### Given problem a
In the passage on The Righteous Mind, in what state did the writer's sister do campaign work during the 2008 Democratic primaries?

The Righteous Mind by Jonathan Haidt

After this year’s presidential election I emailed my sister, a smart, super-competent, true-blue, bleeding-heart, save the weeds and snails liberal, who volunteered to do campaign work for Hilary Clinton in Colorado during the 2008 Democratic primaries and, of course, voted loudly for Obama in this last election.

“Are you kidding me?” I asked. “How can anyone who doesn’t have a carrot for a brain want more of the same? I don’t get it. Obama? How can so many Americans be that gullible? I’m totally baffled.”  And that puzzlement wasn’t rhetorical. I was seriously baffled.

“Are you kidding me?” she replied. “Mitt Romney? How could anyone vote for Mitt Romney?  Talk about baffled.”  She went on a rant listing all of Romney’s supposed deeds and positions of sooper evil and stupidity. Then she questioned how anyone could support that Hitler in his Mormon clothes.

Okay, she didn’t say “Hitler,” but she did claim he was “evil” and “despicable.” And when I think of evil, my first thought is always of folks like Mitt Romney.

Vicente Carrillo Fuentes, leader of the Juarez drug cartel, which is responsible for hundreds of gruesome murders each year and . . . Mitt Romney. Oh, yeah. They’re like brothers. In fact, wasn’t Romney’s dad born in Mexico? And, hey, one of Romney’s sons even knows Spanish. That boy wasn’t on a church mission there. No, he was making connections with the jefe!

Sonia Montoya-Cadena, the one who ran a human trafficking ring in Denver exploiting young girls for sex and . . . Mitt Romney. Yeah, Romney’s just like that. If he could run slave brothels, he’d do it in a minute to make a buck. In fact, doesn’t Bain Capital own a couple of slave brothels in Greenland?

I wanted to unload. I was prepared to destroy her with fiery analysis of the first order.

Thundering analysis.

Mountain crushing logic.

She was so freaking blind.

Except,

She had never actually considered what I had to say in any of my previous emails. It never mattered how powerfully vast my brilliant logic was. She’d demonstrated wax ear time and again. All of my intellectual might never made a dent in her liberal force field. I brought blood and thunder, and it always seemed to bounce off her like bullets made of styrofoam.

### Given problem b
From the rows that follow, pick out each line containing the word "trace".

### Extracted entries
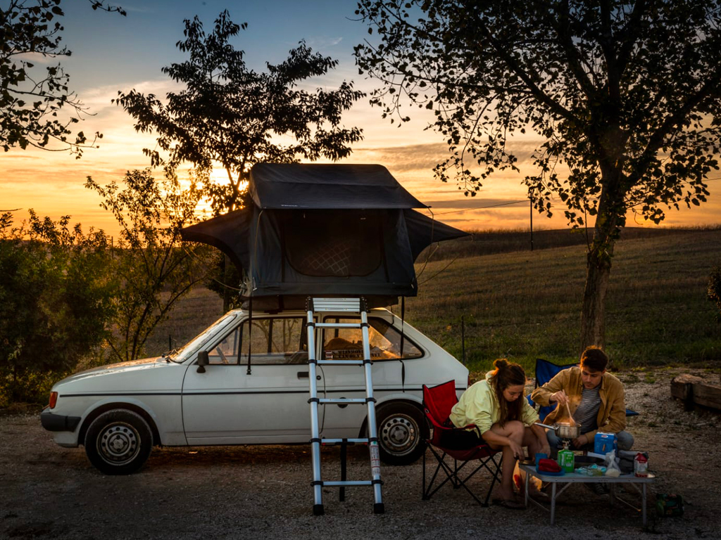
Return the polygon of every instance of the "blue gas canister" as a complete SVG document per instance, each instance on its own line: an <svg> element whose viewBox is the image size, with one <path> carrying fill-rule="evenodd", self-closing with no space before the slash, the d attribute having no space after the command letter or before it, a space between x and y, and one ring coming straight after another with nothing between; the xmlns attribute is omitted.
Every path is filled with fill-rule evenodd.
<svg viewBox="0 0 721 540"><path fill-rule="evenodd" d="M595 454L608 454L612 450L616 453L619 450L619 442L616 433L606 433L598 431L593 439L593 452Z"/></svg>

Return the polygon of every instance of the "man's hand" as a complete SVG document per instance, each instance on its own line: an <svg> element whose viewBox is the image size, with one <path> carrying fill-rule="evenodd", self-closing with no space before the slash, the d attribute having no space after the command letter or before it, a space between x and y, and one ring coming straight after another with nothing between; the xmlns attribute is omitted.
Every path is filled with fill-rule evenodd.
<svg viewBox="0 0 721 540"><path fill-rule="evenodd" d="M565 405L568 402L568 396L566 395L566 392L563 390L559 390L554 394L552 394L549 400L551 402L556 402L559 405Z"/></svg>
<svg viewBox="0 0 721 540"><path fill-rule="evenodd" d="M581 435L580 437L571 441L571 446L573 448L580 448L581 446L585 446L588 444L588 438L585 435Z"/></svg>

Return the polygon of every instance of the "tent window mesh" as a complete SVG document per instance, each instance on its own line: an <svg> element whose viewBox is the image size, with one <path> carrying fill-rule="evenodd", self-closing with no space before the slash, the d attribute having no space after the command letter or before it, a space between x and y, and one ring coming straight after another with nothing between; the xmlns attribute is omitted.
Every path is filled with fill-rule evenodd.
<svg viewBox="0 0 721 540"><path fill-rule="evenodd" d="M379 225L366 212L289 213L285 226L286 256L299 274L316 277L367 276L381 265Z"/></svg>

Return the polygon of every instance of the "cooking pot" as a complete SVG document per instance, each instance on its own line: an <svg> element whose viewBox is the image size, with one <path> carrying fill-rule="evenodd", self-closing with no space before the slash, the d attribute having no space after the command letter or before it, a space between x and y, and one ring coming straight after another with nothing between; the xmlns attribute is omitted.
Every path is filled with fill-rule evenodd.
<svg viewBox="0 0 721 540"><path fill-rule="evenodd" d="M557 422L553 426L547 426L546 424L542 424L540 422L536 422L536 425L541 426L544 428L548 428L549 429L552 429L556 432L556 435L557 435L559 438L578 438L581 434L580 424L571 426L567 422Z"/></svg>

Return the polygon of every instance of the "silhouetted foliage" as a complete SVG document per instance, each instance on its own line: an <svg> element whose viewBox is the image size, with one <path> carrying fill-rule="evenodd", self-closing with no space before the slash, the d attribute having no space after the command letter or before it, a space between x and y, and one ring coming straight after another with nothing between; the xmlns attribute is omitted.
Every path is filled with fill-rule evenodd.
<svg viewBox="0 0 721 540"><path fill-rule="evenodd" d="M157 133L160 150L143 150L154 166L164 165L173 174L188 162L205 171L219 164L226 171L227 184L206 176L206 194L216 214L242 205L244 181L255 163L337 160L361 139L359 129L340 123L342 112L363 95L352 82L332 91L299 88L337 60L314 53L301 42L284 62L256 73L246 66L244 53L230 43L246 26L233 22L227 11L208 35L197 17L185 20L185 39L177 45L190 58L162 69L183 89L169 92L164 102L135 90L118 92L115 100L135 118L136 130ZM290 142L280 142L280 136Z"/></svg>
<svg viewBox="0 0 721 540"><path fill-rule="evenodd" d="M155 327L204 279L205 262L180 240L180 229L195 220L200 197L195 184L183 190L172 179L157 181L149 169L128 171L123 183L103 187L88 176L86 186L120 227L107 270L118 285L107 343L114 359L127 361L143 356Z"/></svg>
<svg viewBox="0 0 721 540"><path fill-rule="evenodd" d="M88 0L93 9L125 15L118 6ZM0 7L0 145L6 152L19 146L45 150L68 150L80 157L84 148L92 148L82 131L74 134L87 108L68 89L69 76L60 64L35 66L58 56L70 56L62 46L63 16L61 0L11 0ZM58 117L63 107L69 117ZM95 134L95 140L102 138Z"/></svg>
<svg viewBox="0 0 721 540"><path fill-rule="evenodd" d="M100 347L113 313L107 237L30 213L18 228L0 217L0 402L46 399Z"/></svg>
<svg viewBox="0 0 721 540"><path fill-rule="evenodd" d="M581 348L602 345L615 240L628 211L655 222L699 205L718 168L721 12L717 0L360 0L379 42L356 47L383 81L371 103L433 111L450 157L435 168L474 194L518 171L508 143L541 141L523 181L541 212L560 199L575 226L596 217Z"/></svg>
<svg viewBox="0 0 721 540"><path fill-rule="evenodd" d="M716 305L716 322L721 324L721 266L714 266L709 277L708 297Z"/></svg>

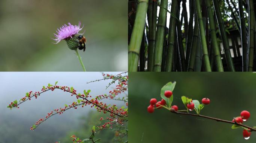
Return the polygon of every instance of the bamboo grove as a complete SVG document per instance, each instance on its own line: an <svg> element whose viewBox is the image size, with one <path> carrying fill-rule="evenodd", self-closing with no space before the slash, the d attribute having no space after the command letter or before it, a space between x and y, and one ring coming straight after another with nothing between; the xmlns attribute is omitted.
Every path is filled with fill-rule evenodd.
<svg viewBox="0 0 256 143"><path fill-rule="evenodd" d="M253 0L129 0L128 70L255 71L256 8Z"/></svg>

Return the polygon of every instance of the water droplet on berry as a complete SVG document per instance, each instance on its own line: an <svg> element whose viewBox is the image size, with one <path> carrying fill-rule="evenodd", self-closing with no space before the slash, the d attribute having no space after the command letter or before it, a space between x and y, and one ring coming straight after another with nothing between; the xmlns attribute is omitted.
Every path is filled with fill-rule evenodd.
<svg viewBox="0 0 256 143"><path fill-rule="evenodd" d="M249 139L249 138L250 138L250 137L244 137L244 139L245 139L246 140L248 140L248 139Z"/></svg>

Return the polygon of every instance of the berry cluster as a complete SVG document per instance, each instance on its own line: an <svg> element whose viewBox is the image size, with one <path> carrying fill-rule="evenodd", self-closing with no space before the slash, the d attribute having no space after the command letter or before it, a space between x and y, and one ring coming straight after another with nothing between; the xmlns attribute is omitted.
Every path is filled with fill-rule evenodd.
<svg viewBox="0 0 256 143"><path fill-rule="evenodd" d="M173 92L170 90L166 90L164 92L164 96L167 98L170 98L173 95ZM147 107L147 112L150 113L154 112L155 105L156 105L155 108L161 109L162 107L166 105L166 101L163 99L161 101L157 102L155 98L152 98L149 102L150 105ZM177 105L173 105L171 107L171 108L175 111L178 111L178 108Z"/></svg>

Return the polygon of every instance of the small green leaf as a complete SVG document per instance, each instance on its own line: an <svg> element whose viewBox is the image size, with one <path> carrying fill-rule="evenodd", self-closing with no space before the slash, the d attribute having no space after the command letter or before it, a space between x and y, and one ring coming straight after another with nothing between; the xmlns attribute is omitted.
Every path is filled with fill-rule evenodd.
<svg viewBox="0 0 256 143"><path fill-rule="evenodd" d="M198 108L199 107L199 105L200 105L199 101L197 100L193 100L193 103L195 104L195 109L196 111L198 111Z"/></svg>
<svg viewBox="0 0 256 143"><path fill-rule="evenodd" d="M199 107L198 107L198 111L199 112L200 112L200 111L201 111L201 109L202 109L202 108L204 108L204 104L201 104L199 105Z"/></svg>
<svg viewBox="0 0 256 143"><path fill-rule="evenodd" d="M87 95L88 94L87 94L87 92L86 92L86 90L83 90L83 93L85 94L85 95Z"/></svg>
<svg viewBox="0 0 256 143"><path fill-rule="evenodd" d="M167 97L164 96L164 92L166 90L171 90L173 91L173 89L174 89L174 87L175 87L175 85L176 84L176 82L169 82L167 83L164 86L162 89L161 89L161 91L160 92L160 95L161 95L161 97L162 98L164 99L167 102L167 104L168 105L169 107L170 107L171 105L171 102L173 102L173 95L171 96L172 99L169 99Z"/></svg>
<svg viewBox="0 0 256 143"><path fill-rule="evenodd" d="M231 128L232 129L235 129L236 128L239 128L240 127L241 127L239 125L234 124L232 125L232 127L231 127Z"/></svg>

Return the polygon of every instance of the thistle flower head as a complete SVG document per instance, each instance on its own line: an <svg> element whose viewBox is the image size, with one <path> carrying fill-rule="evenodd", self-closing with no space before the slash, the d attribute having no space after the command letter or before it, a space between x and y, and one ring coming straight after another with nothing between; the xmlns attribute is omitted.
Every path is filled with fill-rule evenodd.
<svg viewBox="0 0 256 143"><path fill-rule="evenodd" d="M72 25L70 23L68 23L68 25L65 24L63 25L60 29L58 29L56 31L57 34L54 34L56 39L53 39L57 42L57 44L61 40L67 40L72 37L76 34L78 34L78 32L83 29L83 26L80 28L81 22L78 22L78 25Z"/></svg>

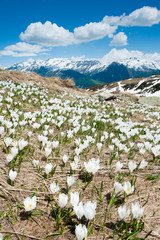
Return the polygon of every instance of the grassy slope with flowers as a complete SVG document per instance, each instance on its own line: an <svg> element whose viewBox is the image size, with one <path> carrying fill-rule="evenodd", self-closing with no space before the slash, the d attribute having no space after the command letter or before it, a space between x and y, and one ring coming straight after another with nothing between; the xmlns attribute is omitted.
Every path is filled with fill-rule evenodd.
<svg viewBox="0 0 160 240"><path fill-rule="evenodd" d="M38 85L4 80L3 238L83 239L76 227L82 224L88 240L159 239L159 108L99 102L60 82L54 91L54 84L47 89L41 79ZM72 206L77 199L80 212L84 205L81 219Z"/></svg>

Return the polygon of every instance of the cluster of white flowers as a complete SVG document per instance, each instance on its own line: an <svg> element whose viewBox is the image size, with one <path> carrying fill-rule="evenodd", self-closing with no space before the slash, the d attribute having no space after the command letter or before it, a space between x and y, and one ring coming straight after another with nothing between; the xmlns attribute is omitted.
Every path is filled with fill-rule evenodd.
<svg viewBox="0 0 160 240"><path fill-rule="evenodd" d="M83 203L79 200L78 192L70 192L71 188L74 188L77 183L76 174L79 170L91 175L98 172L101 164L97 156L102 157L103 166L103 161L106 160L103 159L104 150L108 148L110 155L115 154L113 161L119 176L125 169L125 162L122 162L123 155L121 155L123 153L131 159L127 166L129 176L133 175L135 170L143 169L149 164L145 160L147 154L154 158L160 157L160 126L158 124L160 113L153 111L152 108L140 108L136 104L131 104L128 109L124 109L116 103L99 103L96 98L75 97L65 92L61 95L52 94L50 97L48 90L44 88L32 83L14 84L12 81L1 81L0 93L2 108L0 139L6 152L7 166L13 165L9 171L9 179L14 182L17 177L17 165L13 164L14 161L26 148L31 148L35 144L40 154L31 157L34 171L39 170L40 174L45 173L44 176L50 178L58 164L61 166L62 173L68 166L70 167L70 172L66 170L64 177L67 191L70 193L70 203L79 220L83 216L86 220L92 220L96 215L97 203L90 200ZM21 102L18 99L21 99ZM36 107L34 110L32 108L28 110L24 107L26 103ZM146 126L144 122L131 121L129 116L135 113L146 115L146 119L151 121L150 126ZM153 116L156 119L155 122L153 122ZM67 151L64 150L65 147ZM141 161L133 160L132 152L134 151ZM42 155L44 161L39 157ZM94 156L94 158L88 159L88 156ZM60 171L59 166L58 168ZM21 173L18 172L18 174ZM58 201L59 207L65 208L69 195L62 193L57 180L52 179L50 191ZM123 185L115 182L114 194L117 195L121 191L124 191L125 195L133 194L135 186L132 186L130 181L125 181ZM27 197L24 200L25 210L35 209L36 200L36 196ZM141 217L143 211L144 207L140 208L139 203L132 204L133 218ZM124 205L118 208L118 213L120 218L124 219L130 215L130 210L127 210ZM78 240L84 239L87 236L86 226L77 225L75 234Z"/></svg>
<svg viewBox="0 0 160 240"><path fill-rule="evenodd" d="M139 203L136 202L135 204L132 203L132 215L133 218L141 218L144 212L144 207L140 207ZM118 213L121 219L127 218L130 215L130 210L126 209L126 206L120 206L118 208Z"/></svg>

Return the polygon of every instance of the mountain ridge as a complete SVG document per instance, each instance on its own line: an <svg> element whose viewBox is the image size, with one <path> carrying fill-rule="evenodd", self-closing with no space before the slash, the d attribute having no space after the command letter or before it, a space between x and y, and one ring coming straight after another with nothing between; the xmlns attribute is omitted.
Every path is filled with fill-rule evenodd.
<svg viewBox="0 0 160 240"><path fill-rule="evenodd" d="M102 59L30 59L28 62L14 64L6 69L36 72L43 77L72 78L76 86L85 88L160 73L159 55L155 55L155 58L153 55L150 58L149 56L138 51L112 49Z"/></svg>

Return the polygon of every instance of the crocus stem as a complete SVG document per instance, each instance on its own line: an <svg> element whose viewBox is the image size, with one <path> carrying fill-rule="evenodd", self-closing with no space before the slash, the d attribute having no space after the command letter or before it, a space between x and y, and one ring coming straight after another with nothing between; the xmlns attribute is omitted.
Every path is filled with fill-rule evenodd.
<svg viewBox="0 0 160 240"><path fill-rule="evenodd" d="M90 220L89 220L89 219L87 219L87 222L86 222L86 227L88 227L88 223L89 223L89 221L90 221Z"/></svg>

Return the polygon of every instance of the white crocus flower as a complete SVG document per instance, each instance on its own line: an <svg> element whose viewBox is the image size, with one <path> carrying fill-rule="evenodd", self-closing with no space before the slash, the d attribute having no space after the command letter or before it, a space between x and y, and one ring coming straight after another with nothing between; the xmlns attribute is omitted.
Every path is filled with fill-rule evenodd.
<svg viewBox="0 0 160 240"><path fill-rule="evenodd" d="M26 147L28 145L28 141L21 139L18 141L18 145L19 145L19 150L22 150L24 147Z"/></svg>
<svg viewBox="0 0 160 240"><path fill-rule="evenodd" d="M72 186L74 183L74 176L67 176L67 185L68 187Z"/></svg>
<svg viewBox="0 0 160 240"><path fill-rule="evenodd" d="M33 166L34 166L34 167L37 167L38 164L39 164L39 160L35 160L35 159L34 159L32 162L33 162Z"/></svg>
<svg viewBox="0 0 160 240"><path fill-rule="evenodd" d="M79 193L78 192L70 193L70 202L73 207L74 207L74 205L77 205L79 203Z"/></svg>
<svg viewBox="0 0 160 240"><path fill-rule="evenodd" d="M11 143L12 143L12 138L6 137L4 139L4 143L6 144L6 147L9 147L11 145Z"/></svg>
<svg viewBox="0 0 160 240"><path fill-rule="evenodd" d="M24 200L24 207L25 207L25 210L28 212L28 211L31 211L33 210L34 208L36 208L36 196L30 198L30 197L27 197L25 200Z"/></svg>
<svg viewBox="0 0 160 240"><path fill-rule="evenodd" d="M128 163L129 171L132 173L134 169L136 169L137 164L134 161L129 161Z"/></svg>
<svg viewBox="0 0 160 240"><path fill-rule="evenodd" d="M95 217L96 207L97 207L97 203L96 202L92 203L91 201L88 201L84 205L84 215L87 220L92 220Z"/></svg>
<svg viewBox="0 0 160 240"><path fill-rule="evenodd" d="M80 202L79 204L74 205L74 206L73 206L73 211L74 211L75 214L77 215L77 218L78 218L78 219L81 219L82 216L84 215L84 206L83 206L83 203Z"/></svg>
<svg viewBox="0 0 160 240"><path fill-rule="evenodd" d="M143 159L139 165L139 169L145 168L147 165L148 165L148 162Z"/></svg>
<svg viewBox="0 0 160 240"><path fill-rule="evenodd" d="M51 154L52 149L48 148L48 147L45 147L44 151L45 151L46 157L48 157Z"/></svg>
<svg viewBox="0 0 160 240"><path fill-rule="evenodd" d="M125 182L123 185L123 189L126 194L131 194L134 192L134 186L131 186L130 182Z"/></svg>
<svg viewBox="0 0 160 240"><path fill-rule="evenodd" d="M53 148L57 148L58 145L59 145L59 142L58 142L58 141L53 141L53 142L52 142Z"/></svg>
<svg viewBox="0 0 160 240"><path fill-rule="evenodd" d="M132 203L133 218L140 218L143 212L144 212L144 207L141 208L138 202L136 202L135 204Z"/></svg>
<svg viewBox="0 0 160 240"><path fill-rule="evenodd" d="M87 236L87 228L85 225L79 224L76 226L75 234L77 240L83 240Z"/></svg>
<svg viewBox="0 0 160 240"><path fill-rule="evenodd" d="M99 158L97 158L97 160L92 158L88 163L84 162L84 166L88 173L95 174L99 169Z"/></svg>
<svg viewBox="0 0 160 240"><path fill-rule="evenodd" d="M76 170L77 169L77 163L75 161L70 163L70 166L71 166L72 170Z"/></svg>
<svg viewBox="0 0 160 240"><path fill-rule="evenodd" d="M120 163L120 161L116 162L116 171L121 171L121 168L123 167L123 163Z"/></svg>
<svg viewBox="0 0 160 240"><path fill-rule="evenodd" d="M63 156L63 162L64 162L65 164L67 163L68 159L69 159L69 157L68 157L67 155L64 155L64 156Z"/></svg>
<svg viewBox="0 0 160 240"><path fill-rule="evenodd" d="M3 240L3 235L2 235L2 233L0 233L0 240Z"/></svg>
<svg viewBox="0 0 160 240"><path fill-rule="evenodd" d="M98 148L98 151L100 152L102 148L102 143L97 143L97 148Z"/></svg>
<svg viewBox="0 0 160 240"><path fill-rule="evenodd" d="M151 150L155 157L160 155L160 147L159 146L152 147Z"/></svg>
<svg viewBox="0 0 160 240"><path fill-rule="evenodd" d="M6 156L7 162L11 162L11 161L13 160L13 158L14 158L14 156L13 156L12 154L8 154L8 155Z"/></svg>
<svg viewBox="0 0 160 240"><path fill-rule="evenodd" d="M17 155L17 153L18 153L18 148L12 147L11 148L11 154L13 155L13 157L15 157Z"/></svg>
<svg viewBox="0 0 160 240"><path fill-rule="evenodd" d="M54 194L59 191L59 186L56 182L50 184L51 193Z"/></svg>
<svg viewBox="0 0 160 240"><path fill-rule="evenodd" d="M4 127L0 127L0 135L4 133Z"/></svg>
<svg viewBox="0 0 160 240"><path fill-rule="evenodd" d="M52 171L52 163L47 163L45 166L46 174L49 174Z"/></svg>
<svg viewBox="0 0 160 240"><path fill-rule="evenodd" d="M119 182L114 183L115 195L123 190L123 186Z"/></svg>
<svg viewBox="0 0 160 240"><path fill-rule="evenodd" d="M124 219L124 218L126 218L126 217L129 216L130 210L127 210L127 209L126 209L126 206L124 205L123 207L120 206L120 207L118 208L118 213L119 213L120 218L121 218L121 219Z"/></svg>
<svg viewBox="0 0 160 240"><path fill-rule="evenodd" d="M9 178L13 182L17 177L17 171L13 171L12 169L9 171Z"/></svg>
<svg viewBox="0 0 160 240"><path fill-rule="evenodd" d="M64 208L64 207L67 205L68 196L67 196L66 194L64 194L64 193L59 194L59 200L58 200L58 202L59 202L59 206L60 206L61 208Z"/></svg>
<svg viewBox="0 0 160 240"><path fill-rule="evenodd" d="M32 131L28 131L28 137L31 137L32 136Z"/></svg>

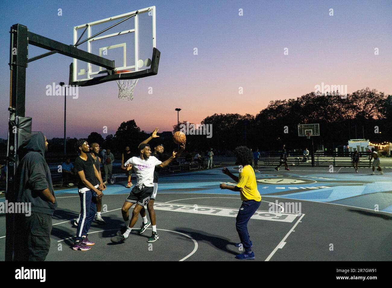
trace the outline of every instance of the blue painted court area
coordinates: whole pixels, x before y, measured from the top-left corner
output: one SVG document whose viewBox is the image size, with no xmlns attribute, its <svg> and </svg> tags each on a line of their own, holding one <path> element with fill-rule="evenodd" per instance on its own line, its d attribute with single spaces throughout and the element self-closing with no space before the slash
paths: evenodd
<svg viewBox="0 0 392 288">
<path fill-rule="evenodd" d="M 236 167 L 230 167 L 235 175 Z M 258 187 L 262 196 L 340 204 L 392 213 L 392 170 L 384 169 L 384 174 L 371 175 L 369 168 L 342 167 L 330 172 L 328 167 L 290 167 L 290 171 L 272 167 L 261 168 L 256 174 Z M 105 194 L 128 193 L 126 183 L 117 178 L 107 185 Z M 119 180 L 120 181 L 119 181 Z M 235 185 L 223 174 L 221 168 L 161 176 L 158 191 L 161 193 L 236 194 L 219 188 L 221 183 Z M 57 194 L 77 194 L 76 188 L 61 190 Z M 4 201 L 4 200 L 2 201 Z"/>
</svg>

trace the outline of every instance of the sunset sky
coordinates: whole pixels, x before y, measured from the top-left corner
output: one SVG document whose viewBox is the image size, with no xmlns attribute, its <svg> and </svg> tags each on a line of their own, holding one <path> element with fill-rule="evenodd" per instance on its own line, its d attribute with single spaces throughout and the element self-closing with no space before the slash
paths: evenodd
<svg viewBox="0 0 392 288">
<path fill-rule="evenodd" d="M 118 98 L 114 82 L 80 87 L 78 99 L 67 98 L 67 136 L 96 132 L 105 138 L 103 126 L 114 134 L 134 119 L 146 131 L 171 130 L 177 107 L 180 121 L 196 123 L 215 113 L 256 115 L 271 100 L 300 96 L 322 82 L 347 85 L 349 93 L 368 87 L 392 94 L 390 1 L 3 0 L 0 138 L 7 138 L 10 26 L 20 23 L 70 44 L 74 26 L 153 5 L 158 74 L 139 81 L 132 101 Z M 29 58 L 45 52 L 30 45 Z M 67 83 L 72 61 L 54 54 L 26 70 L 25 115 L 33 118 L 33 130 L 49 139 L 63 137 L 64 99 L 46 96 L 46 86 Z"/>
</svg>

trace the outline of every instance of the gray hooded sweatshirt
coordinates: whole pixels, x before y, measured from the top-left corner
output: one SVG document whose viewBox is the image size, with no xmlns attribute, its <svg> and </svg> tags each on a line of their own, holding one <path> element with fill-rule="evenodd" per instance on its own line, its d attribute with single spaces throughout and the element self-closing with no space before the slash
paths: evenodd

### Task result a
Colorado

### Task result b
trace the outline of every instance of the blue painted court area
trace the outline of every instance of the sunset sky
trace the outline of every instance of the gray hooded sweatshirt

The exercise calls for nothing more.